Text segment:
- - - - - - -

Dr Switkowski : I think if you were a small business doing software development and moving large files between locations, hundreds of megabytes per second can be very useful. For example, if you were doing special effects in 3D movies, which some enterprises in Australia do in support of Hollywood studios, they would need that kind of bandwidth and usually have options for getting it, not waiting for NBN to provide a reticulated retail network to do it. There will be others where the information is very data rich. Large quantities of MRI scans et cetera that move from point to point will require lots of bandwidth. Again, those institutions, by and large, have put in place physical infrastructure that provides it today, as do universities. I think the difficulty is that there are applications and organisations that use lots of bandwidth, including big businesses. They have made their own provision, as they always do. In terms of the retail and domestic market, it really is hard in any practical sense to describe the activities of a family, even with hyperactive teenagers, that would get anywhere near 100 megabytes per second any time soon.
Senator RUSTON: I will take that one step further. Is there anything foreseeable on the horizon that might change that situation? Obviously, there are plenty of unknowns out there. Is there anything that is triggering at the moment?
Dr Switkowski : Again, in this forum, we have previously and generally agreed that you really cannot and should not look too many years ahead because few of us have the ability to anticipate correctly the applications and the demand and the technologies that will have developed over the next decade or so. But we are guided by what we are seeing in other countries and other economies, arguably some that are a little more ahead of the curve than us. We do not see that we are going to be surprised over the next two or three years.
Senator RUSTON: Mr McAdam, who is the CEO of Verizon, is quoted as having said:
Going in and digging up yards and deploying fibre in a lot of new markets is not in the cards.

- - - - - - -

The tasks:
(1) Set down the passage of the hearing excerpt starting with "Dr Switkowski : Again, in" and going on through "in the cards.".
(2) Summarize the hearing excerpt in two sentences.

[A block of data]
- - - - - - -

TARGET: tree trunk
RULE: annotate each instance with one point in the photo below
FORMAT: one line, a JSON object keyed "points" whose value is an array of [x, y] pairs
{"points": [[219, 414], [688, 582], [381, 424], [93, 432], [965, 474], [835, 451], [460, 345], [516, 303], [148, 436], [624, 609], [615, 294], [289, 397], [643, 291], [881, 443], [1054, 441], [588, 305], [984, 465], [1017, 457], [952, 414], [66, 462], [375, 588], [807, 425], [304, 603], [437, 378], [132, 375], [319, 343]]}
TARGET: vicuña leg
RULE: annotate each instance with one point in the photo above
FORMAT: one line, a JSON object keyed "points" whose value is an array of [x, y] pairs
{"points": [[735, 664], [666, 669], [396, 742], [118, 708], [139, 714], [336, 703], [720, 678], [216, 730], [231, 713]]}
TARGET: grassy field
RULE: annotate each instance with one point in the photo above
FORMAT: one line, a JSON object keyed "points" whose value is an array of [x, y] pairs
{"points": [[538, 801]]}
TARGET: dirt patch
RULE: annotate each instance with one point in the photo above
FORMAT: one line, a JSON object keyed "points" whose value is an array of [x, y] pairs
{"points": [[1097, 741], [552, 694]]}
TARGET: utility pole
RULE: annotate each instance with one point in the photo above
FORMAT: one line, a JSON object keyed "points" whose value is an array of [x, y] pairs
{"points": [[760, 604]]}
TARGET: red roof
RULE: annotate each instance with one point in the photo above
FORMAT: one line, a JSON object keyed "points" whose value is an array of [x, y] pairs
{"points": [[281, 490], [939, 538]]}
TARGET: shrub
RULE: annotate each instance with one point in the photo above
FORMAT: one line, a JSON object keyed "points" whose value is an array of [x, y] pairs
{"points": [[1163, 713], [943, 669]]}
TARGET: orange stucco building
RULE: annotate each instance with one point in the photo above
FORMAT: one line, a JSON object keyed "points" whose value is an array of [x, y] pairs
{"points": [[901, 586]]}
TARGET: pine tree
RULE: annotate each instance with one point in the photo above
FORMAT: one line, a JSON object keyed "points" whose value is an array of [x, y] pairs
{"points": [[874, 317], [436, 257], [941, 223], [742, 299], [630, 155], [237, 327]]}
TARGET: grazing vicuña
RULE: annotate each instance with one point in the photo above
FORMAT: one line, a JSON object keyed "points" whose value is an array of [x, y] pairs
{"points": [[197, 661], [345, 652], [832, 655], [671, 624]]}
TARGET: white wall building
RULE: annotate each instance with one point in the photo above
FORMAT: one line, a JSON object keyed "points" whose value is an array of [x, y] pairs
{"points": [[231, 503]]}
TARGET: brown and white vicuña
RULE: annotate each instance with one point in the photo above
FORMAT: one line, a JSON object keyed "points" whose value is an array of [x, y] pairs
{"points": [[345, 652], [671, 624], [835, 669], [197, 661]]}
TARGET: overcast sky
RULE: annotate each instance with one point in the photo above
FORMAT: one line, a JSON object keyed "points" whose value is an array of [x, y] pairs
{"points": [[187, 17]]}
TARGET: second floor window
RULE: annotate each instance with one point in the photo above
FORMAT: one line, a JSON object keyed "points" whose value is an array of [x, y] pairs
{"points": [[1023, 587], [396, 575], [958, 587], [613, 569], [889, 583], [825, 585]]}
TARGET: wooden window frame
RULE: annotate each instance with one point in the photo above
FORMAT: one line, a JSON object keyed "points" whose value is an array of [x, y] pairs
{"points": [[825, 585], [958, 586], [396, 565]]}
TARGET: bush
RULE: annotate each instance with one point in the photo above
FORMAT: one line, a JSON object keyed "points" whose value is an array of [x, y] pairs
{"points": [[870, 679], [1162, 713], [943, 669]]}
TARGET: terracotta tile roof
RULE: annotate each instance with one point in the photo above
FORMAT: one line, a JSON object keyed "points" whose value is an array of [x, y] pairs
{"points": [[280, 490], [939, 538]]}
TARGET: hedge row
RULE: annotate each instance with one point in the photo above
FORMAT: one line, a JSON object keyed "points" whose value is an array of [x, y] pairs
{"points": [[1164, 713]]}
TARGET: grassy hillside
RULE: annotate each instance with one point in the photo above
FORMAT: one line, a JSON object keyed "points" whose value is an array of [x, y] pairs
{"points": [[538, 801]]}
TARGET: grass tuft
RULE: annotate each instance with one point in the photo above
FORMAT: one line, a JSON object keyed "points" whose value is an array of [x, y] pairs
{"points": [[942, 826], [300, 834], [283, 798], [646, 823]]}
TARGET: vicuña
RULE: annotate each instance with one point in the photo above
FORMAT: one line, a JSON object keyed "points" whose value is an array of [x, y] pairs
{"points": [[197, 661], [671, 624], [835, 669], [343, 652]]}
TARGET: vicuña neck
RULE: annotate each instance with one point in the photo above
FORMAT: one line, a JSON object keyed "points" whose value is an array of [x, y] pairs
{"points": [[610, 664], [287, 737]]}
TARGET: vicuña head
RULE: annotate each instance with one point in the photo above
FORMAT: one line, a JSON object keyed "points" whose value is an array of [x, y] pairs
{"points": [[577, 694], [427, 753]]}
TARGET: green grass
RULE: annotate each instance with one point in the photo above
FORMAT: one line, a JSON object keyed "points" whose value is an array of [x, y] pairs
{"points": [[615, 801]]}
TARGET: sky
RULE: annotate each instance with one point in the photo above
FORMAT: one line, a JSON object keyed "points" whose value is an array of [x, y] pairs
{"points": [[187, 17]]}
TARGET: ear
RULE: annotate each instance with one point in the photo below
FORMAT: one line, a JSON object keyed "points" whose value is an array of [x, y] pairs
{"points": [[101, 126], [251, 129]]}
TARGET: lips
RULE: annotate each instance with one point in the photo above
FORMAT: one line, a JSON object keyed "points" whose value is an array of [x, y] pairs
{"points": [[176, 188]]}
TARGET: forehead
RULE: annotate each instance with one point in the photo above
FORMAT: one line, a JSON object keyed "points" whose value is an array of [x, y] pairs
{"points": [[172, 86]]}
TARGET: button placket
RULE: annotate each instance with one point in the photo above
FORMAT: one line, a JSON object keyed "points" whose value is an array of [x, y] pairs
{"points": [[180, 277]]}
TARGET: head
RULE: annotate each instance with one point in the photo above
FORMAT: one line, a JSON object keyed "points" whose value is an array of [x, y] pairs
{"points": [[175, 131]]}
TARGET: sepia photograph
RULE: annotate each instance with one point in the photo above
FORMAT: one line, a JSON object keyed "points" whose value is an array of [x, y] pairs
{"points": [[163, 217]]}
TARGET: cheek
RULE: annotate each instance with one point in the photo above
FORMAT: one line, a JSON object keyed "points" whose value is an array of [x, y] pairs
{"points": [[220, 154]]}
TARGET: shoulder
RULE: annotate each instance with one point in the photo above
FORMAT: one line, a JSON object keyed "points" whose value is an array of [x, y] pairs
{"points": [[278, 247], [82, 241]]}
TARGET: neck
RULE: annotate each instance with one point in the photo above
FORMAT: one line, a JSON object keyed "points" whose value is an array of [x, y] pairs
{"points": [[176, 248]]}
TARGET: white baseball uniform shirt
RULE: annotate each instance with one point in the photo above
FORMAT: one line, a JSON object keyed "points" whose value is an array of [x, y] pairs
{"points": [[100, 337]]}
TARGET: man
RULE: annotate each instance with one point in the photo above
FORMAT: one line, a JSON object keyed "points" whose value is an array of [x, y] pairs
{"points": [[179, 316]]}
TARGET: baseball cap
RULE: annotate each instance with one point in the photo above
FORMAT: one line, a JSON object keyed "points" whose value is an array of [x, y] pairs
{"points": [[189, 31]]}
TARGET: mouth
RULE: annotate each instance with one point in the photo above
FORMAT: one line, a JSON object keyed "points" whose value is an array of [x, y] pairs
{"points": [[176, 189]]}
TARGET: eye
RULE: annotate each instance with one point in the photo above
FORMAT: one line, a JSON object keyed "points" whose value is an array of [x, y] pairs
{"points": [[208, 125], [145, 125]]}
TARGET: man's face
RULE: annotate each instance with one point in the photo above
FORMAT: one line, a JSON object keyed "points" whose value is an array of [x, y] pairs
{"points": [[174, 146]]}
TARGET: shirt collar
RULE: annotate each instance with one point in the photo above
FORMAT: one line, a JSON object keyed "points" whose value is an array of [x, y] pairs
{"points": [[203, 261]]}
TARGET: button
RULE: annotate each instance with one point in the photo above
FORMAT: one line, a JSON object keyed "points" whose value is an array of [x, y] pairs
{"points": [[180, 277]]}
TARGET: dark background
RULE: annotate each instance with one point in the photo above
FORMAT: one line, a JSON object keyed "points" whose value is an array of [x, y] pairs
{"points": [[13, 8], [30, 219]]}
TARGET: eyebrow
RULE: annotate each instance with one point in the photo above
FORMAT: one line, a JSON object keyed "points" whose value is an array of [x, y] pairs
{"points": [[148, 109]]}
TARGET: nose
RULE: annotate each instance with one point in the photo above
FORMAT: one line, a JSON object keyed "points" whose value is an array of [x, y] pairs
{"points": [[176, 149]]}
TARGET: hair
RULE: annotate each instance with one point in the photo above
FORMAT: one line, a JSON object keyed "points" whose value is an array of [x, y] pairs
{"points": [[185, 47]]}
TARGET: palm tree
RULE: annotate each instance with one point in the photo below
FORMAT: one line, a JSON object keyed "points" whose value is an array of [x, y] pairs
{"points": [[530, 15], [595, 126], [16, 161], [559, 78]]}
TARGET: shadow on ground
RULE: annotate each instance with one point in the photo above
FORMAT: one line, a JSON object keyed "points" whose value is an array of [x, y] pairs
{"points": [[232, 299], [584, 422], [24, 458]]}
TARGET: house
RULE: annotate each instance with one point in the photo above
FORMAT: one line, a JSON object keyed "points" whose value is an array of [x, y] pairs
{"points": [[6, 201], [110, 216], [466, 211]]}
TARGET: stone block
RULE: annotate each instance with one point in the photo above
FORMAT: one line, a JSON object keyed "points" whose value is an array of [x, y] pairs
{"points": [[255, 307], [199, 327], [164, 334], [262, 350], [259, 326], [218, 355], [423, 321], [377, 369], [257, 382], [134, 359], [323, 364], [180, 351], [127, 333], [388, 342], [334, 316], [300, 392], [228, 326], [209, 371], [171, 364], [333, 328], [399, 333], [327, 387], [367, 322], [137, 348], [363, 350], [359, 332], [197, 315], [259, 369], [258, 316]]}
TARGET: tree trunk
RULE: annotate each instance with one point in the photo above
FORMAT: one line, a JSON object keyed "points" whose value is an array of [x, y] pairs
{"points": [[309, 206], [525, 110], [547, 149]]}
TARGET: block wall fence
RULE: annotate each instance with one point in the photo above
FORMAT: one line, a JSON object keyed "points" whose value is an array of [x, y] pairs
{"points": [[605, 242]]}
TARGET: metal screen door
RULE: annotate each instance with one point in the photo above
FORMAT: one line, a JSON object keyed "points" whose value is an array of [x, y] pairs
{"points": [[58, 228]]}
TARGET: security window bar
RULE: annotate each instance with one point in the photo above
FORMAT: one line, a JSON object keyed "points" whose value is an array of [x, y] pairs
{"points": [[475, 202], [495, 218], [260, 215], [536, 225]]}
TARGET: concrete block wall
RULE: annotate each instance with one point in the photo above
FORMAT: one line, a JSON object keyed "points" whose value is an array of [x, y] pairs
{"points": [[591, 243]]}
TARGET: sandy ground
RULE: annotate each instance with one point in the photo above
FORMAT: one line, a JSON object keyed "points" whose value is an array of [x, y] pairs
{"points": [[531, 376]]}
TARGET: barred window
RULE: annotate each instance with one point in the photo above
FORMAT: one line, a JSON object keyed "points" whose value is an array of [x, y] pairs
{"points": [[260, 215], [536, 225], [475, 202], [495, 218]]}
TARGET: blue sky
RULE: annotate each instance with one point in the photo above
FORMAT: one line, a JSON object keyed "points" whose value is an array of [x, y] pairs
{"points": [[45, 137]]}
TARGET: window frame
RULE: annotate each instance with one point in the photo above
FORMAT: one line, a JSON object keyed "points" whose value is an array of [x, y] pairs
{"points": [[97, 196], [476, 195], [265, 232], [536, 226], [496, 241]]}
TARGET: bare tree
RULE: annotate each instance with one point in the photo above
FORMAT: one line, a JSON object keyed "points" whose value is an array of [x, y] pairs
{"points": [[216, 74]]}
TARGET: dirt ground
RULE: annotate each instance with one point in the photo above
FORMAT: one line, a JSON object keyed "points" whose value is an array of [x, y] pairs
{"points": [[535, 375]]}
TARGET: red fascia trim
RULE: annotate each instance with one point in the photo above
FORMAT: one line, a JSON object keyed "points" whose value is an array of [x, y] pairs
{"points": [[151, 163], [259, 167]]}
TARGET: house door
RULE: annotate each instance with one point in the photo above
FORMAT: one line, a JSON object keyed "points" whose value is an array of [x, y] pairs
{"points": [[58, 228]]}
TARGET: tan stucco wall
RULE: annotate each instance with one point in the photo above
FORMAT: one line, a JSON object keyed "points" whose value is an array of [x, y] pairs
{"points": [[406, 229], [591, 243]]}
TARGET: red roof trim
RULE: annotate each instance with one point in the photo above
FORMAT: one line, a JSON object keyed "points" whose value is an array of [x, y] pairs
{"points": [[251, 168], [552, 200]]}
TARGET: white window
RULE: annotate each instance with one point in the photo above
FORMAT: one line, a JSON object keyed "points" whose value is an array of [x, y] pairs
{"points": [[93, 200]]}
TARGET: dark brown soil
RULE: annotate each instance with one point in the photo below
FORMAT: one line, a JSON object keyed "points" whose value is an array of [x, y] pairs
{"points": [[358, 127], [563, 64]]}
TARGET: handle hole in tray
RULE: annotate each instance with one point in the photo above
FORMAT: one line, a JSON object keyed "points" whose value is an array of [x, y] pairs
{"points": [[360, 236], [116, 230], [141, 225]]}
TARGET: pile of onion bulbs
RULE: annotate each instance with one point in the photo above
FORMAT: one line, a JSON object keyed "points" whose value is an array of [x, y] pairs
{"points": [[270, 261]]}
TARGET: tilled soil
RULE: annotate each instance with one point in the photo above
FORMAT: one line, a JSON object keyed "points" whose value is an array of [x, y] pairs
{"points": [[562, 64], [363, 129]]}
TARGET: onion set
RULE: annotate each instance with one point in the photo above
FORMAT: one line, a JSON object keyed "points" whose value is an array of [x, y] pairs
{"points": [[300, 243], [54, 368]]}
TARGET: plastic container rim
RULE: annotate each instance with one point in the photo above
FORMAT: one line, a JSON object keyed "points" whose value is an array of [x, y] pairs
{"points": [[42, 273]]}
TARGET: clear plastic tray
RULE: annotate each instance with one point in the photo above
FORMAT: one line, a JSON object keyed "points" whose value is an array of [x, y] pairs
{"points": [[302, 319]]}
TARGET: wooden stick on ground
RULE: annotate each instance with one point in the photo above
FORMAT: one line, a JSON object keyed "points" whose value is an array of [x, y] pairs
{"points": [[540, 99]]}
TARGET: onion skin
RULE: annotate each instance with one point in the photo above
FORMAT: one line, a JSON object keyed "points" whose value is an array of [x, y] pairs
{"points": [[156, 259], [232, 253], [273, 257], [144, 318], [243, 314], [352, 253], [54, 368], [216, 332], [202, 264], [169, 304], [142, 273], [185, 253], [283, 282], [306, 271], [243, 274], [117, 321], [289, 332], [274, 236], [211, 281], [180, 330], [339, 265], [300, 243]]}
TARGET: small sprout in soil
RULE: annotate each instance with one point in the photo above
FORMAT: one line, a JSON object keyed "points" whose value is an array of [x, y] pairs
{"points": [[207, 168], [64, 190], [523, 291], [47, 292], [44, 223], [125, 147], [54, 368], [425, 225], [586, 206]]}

- - - - - - -

Final answers:
(1)
Dr Switkowski : Again, in this forum, we have previously and generally agreed that you really cannot and should not look too many years ahead because few of us have the ability to anticipate correctly the applications and the demand and the technologies that will have developed over the next decade or so. But we are guided by what we are seeing in other countries and other economies, arguably some that are a little more ahead of the curve than us. We do not see that we are going to be surprised over the next two or three years.
Senator RUSTON: Mr McAdam, who is the CEO of Verizon, is quoted as having said:
Going in and digging up yards and deploying fibre in a lot of new markets is not in the cards.

(2) Dr Switkowski says that businesses and institutions needing very high bandwidth, such as special-effects firms, those moving MRI scans, and universities, have generally made their own provision, while a family would hardly get near 100 megabytes per second any time soon. When Senator Ruston asks whether anything foreseeable might change that, he says it is unwise to look too many years ahead but, guided by other countries, they do not expect to be surprised over the next two or three years.